**WRITTEN TASK**
Gather every line in the rows below that contains the string "snow", and copy each one unchanged.

###

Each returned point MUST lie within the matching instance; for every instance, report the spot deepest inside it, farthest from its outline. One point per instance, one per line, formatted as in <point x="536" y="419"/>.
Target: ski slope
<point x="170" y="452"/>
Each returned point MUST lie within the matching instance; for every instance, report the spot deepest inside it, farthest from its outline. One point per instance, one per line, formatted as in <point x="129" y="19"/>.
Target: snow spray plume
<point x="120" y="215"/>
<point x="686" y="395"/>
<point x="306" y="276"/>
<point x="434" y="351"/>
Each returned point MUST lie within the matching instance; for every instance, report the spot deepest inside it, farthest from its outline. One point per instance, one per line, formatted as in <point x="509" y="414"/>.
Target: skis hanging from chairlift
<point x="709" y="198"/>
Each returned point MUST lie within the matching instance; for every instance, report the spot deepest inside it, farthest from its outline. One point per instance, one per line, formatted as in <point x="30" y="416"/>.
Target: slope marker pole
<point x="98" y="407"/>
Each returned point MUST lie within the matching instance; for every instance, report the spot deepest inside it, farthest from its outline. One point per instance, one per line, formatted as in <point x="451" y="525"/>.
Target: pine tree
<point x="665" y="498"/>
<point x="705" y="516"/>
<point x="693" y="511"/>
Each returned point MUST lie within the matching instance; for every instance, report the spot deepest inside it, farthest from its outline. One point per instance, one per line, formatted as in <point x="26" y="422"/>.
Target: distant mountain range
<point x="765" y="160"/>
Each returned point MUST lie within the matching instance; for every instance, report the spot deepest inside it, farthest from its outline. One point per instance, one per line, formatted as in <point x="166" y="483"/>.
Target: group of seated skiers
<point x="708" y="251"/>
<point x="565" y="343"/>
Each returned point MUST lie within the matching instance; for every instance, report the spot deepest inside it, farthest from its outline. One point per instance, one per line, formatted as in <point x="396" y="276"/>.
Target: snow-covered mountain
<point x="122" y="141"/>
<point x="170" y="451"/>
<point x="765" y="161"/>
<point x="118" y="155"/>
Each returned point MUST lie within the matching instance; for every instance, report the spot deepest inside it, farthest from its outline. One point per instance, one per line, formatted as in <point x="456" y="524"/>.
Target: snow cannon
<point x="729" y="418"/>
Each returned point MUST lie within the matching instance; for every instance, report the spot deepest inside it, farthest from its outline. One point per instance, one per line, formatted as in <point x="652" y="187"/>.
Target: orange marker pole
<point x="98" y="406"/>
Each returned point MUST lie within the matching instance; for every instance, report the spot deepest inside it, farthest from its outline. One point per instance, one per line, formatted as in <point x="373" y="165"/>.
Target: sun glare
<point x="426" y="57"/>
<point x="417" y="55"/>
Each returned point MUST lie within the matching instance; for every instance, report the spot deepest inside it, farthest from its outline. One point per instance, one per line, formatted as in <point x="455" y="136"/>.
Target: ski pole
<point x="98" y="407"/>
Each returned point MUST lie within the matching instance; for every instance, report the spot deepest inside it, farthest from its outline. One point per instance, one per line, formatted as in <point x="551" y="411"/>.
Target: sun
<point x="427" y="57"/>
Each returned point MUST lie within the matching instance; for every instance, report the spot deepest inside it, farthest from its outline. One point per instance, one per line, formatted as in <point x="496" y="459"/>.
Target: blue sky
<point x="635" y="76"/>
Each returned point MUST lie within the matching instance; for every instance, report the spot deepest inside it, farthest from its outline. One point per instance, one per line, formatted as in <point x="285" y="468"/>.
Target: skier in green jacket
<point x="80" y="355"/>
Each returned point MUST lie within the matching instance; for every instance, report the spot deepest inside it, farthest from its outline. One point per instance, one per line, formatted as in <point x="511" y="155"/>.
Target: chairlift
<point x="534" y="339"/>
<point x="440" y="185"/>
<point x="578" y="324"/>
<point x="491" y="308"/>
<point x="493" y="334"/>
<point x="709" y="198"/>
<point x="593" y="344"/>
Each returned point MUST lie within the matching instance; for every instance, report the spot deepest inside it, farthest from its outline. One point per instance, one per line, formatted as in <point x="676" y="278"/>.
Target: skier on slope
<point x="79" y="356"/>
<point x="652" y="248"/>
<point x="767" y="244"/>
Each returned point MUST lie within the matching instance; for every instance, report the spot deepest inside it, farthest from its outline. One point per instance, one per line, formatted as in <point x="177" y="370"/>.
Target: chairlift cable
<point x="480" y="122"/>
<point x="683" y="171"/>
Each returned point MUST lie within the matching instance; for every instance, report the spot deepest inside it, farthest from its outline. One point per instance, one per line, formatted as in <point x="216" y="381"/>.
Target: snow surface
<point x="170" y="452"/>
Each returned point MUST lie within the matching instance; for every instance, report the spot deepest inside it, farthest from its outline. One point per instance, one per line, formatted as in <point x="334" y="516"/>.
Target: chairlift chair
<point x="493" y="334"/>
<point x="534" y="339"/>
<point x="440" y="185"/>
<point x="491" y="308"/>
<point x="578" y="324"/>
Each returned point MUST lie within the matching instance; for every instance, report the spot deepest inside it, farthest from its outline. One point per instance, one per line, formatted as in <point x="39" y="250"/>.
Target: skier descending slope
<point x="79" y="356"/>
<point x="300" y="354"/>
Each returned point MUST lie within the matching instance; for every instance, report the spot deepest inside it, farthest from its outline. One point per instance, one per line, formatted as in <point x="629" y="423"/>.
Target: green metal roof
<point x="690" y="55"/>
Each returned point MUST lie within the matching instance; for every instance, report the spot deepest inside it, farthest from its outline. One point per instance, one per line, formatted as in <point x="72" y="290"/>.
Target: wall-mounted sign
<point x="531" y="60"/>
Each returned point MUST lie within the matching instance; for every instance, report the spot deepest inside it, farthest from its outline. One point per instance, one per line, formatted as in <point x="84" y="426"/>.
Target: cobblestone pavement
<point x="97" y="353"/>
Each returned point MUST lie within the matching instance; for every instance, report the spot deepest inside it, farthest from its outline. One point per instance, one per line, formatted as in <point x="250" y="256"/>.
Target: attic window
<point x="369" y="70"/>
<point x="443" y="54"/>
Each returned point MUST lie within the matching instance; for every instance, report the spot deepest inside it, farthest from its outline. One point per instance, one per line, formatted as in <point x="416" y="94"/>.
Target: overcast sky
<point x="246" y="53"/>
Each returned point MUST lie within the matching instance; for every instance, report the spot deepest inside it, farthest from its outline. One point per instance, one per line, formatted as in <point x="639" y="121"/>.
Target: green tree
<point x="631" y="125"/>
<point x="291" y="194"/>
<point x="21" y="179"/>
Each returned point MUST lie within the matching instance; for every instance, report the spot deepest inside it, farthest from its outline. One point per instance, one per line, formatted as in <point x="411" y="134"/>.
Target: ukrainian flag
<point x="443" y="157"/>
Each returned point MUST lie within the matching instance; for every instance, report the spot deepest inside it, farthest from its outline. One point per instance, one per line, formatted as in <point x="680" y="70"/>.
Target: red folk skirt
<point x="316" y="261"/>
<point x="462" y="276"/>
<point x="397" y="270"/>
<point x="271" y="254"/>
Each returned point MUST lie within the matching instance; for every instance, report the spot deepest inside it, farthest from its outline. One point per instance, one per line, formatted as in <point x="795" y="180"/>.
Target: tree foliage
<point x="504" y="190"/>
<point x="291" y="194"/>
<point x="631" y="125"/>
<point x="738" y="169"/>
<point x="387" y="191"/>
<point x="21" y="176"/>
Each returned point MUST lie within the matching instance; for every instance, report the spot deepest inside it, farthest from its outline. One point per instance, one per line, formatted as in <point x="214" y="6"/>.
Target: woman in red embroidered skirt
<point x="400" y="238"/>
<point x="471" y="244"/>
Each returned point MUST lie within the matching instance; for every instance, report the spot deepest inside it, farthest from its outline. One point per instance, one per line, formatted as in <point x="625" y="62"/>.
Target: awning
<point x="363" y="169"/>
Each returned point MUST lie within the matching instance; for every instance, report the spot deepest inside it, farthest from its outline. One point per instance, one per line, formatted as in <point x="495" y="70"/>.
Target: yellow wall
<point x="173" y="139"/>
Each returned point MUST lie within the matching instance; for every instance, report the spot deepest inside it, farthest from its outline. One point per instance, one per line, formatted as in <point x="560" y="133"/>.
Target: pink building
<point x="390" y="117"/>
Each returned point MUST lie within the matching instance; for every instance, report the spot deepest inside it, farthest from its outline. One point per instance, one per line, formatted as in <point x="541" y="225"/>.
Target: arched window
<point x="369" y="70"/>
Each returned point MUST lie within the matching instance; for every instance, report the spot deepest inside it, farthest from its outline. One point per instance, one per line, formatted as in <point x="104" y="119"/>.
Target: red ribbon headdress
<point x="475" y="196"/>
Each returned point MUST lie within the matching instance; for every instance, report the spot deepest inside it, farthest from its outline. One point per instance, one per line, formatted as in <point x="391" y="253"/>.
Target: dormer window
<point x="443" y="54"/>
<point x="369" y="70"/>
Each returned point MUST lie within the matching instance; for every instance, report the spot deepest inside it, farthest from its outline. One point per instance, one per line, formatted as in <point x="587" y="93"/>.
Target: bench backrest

###

**EXERCISE RESPONSE**
Target: snow spray plume
Target: snow-covered mountain
Target: snow cannon
Target: snow surface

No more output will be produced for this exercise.